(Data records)
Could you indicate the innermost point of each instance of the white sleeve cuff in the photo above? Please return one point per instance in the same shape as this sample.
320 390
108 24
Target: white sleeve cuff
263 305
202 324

ACTION ITEM: Exactly as shown above, write out all the records.

TASK ANSWER:
Could you indicate the innermost point of each instance of the white sleeve cuff in the photo above? Please return one point per instance in the same shape as this sample.
320 390
108 24
Target: white sleeve cuff
263 305
202 324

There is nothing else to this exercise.